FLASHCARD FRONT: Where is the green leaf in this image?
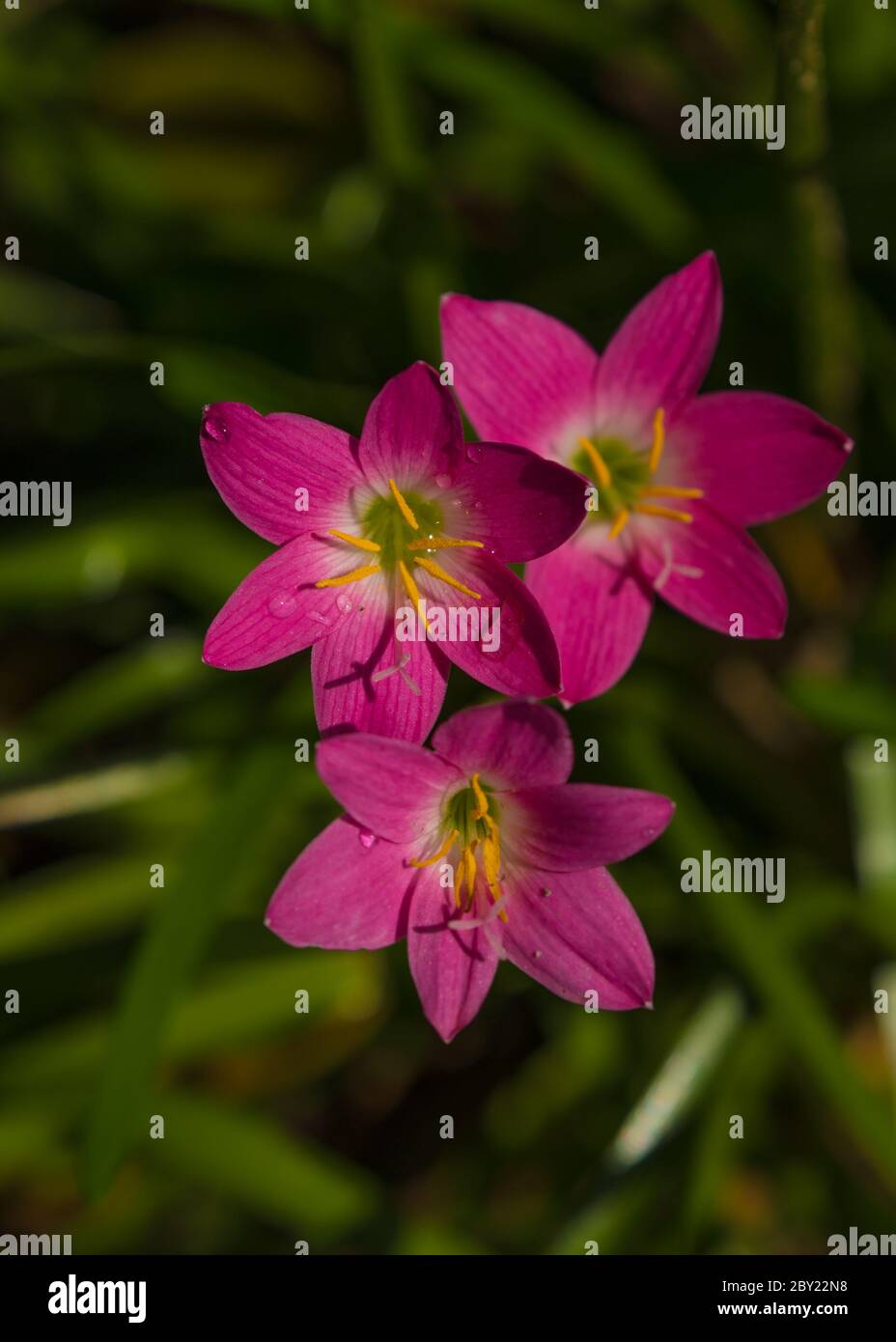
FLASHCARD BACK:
[85,744,290,1195]
[390,18,693,255]
[609,988,744,1169]
[146,1094,377,1234]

Task prompt
Please write out all the items again, requests included, multiplying every bounding-box coordinate in the answers by 0.35 and rounding to the nearest whole number, with halves rounded up. Leave out the pictures.

Output
FLASHCARD FRONT: Where is the green leaf in this image?
FLASHCARD BACK:
[30,260,102,418]
[137,6,243,89]
[213,346,260,409]
[51,383,132,432]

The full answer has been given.